Begin SOURCE EXCERPT

Just unwrapped a Nintendo Switch this Christmas? Lucky you: with versatile controls and a portable build, Ninty’s modular masterpiece is one of our favourite ways to game on the go.
From tips and tricks to games and gear, we’ll walk you through it all.
Nintendo now offers three versions of the Switch. Unlike the standard edition (on shelves since 2017), the Nintendo Switch Lite does away with TV docking and modular controls in favour of pure handheld play. With Joy-Cons permanently attached, there’s no assembly to think about.
2021 also saw the arrival of the Nintendo Switch OLED. Broadly identical to the original, it introduces the rich, vibrant depth of OLED display tech (plus an improved standard and expanded storage) for a more immersive gaming experience that’s still a cinch to set up.
1) Get set up
Unless you’re working with a Lite edition, the Nintendo Switch has a few more bits and pieces to play with than your average console. Luckily, Nintendo’s been doing the handheld thing for decades, so it’s all super user-friendly to assemble.
Your Switch should come with a battery partly charged, but it’s worth fully fuelling before you play. Plug the bundled power adapter into a spare socket, then connect the other end to the USB-C port on the bottom of the Switch (right below the screen).
Ready to start the setup process? Slide the Joy-Con controllers into place on either side of the display and listen for the satisfying click. Then hold the power button on top of the console to kick off. From here, it’s all very straightforward: on-screen prompts will walk you through setting the date and time, connecting to Wi-Fi and configuring your Nintendo account.

End SOURCE EXCERPT
Begin SOURCE MATERIAL

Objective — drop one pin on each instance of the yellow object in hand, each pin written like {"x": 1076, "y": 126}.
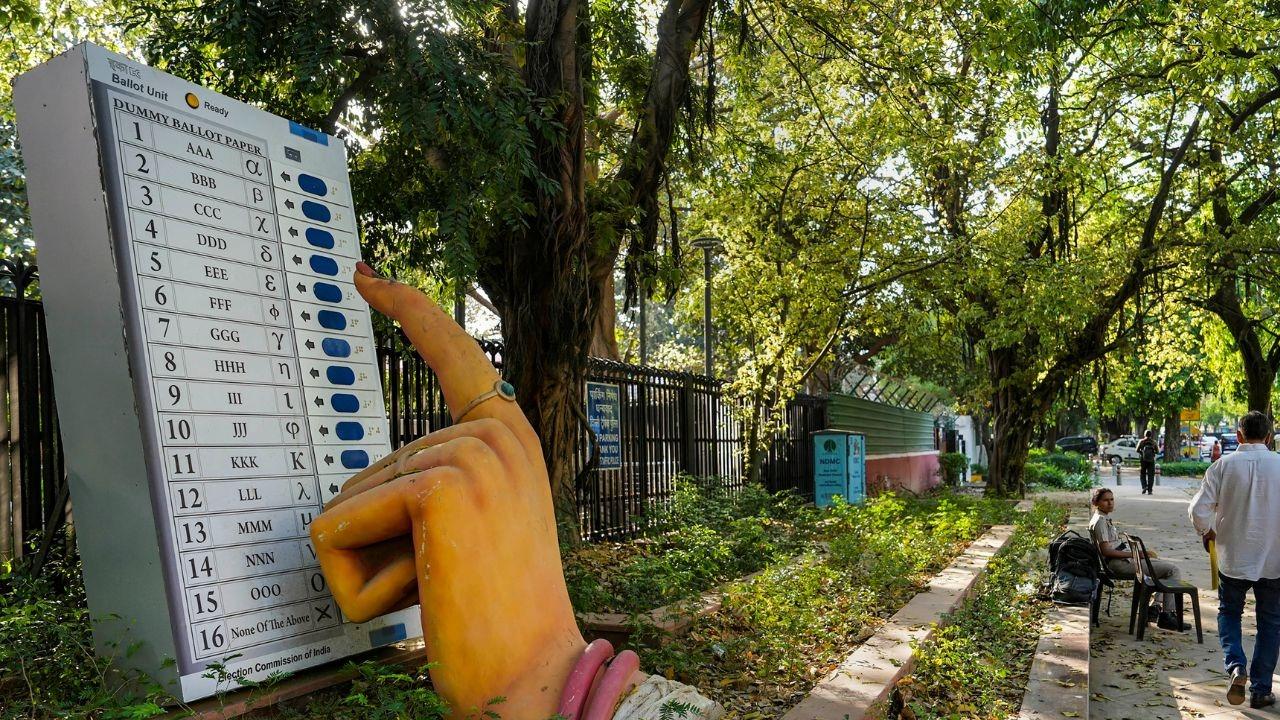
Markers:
{"x": 1212, "y": 564}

End SOURCE MATERIAL

§ **GIVEN PROBLEM A**
Edit the Switch guide passage starting with "2021 also saw" and going on through "cinch to set up.", putting "engaging" in place of "immersive".
§ **GIVEN PROBLEM B**
In one to three sentences, state why the Switch guide calls assembling the console user-friendly.
§ **GIVEN PROBLEM C**
Answer these questions from the Switch guide:
(i) Since what year has the standard edition been on shelves?
(ii) Where is the USB-C port for the power adapter located?
(iii) What do you hold to start the console once the Joy-Cons are in place?

§ **EXPECTED ANSWER A**
2021 also saw the arrival of the Nintendo Switch OLED. Broadly identical to the original, it introduces the rich, vibrant depth of OLED display tech (plus an improved standard and expanded storage) for a more engaging gaming experience that’s still a cinch to set up.

§ **EXPECTED ANSWER B**
Nintendo has been doing the handheld thing for decades, so assembling the Switch is super user-friendly.

§ **EXPECTED ANSWER C**
(i) 2017.
(ii) On the bottom of the Switch, right below the screen.
(iii) The power button on top of the console.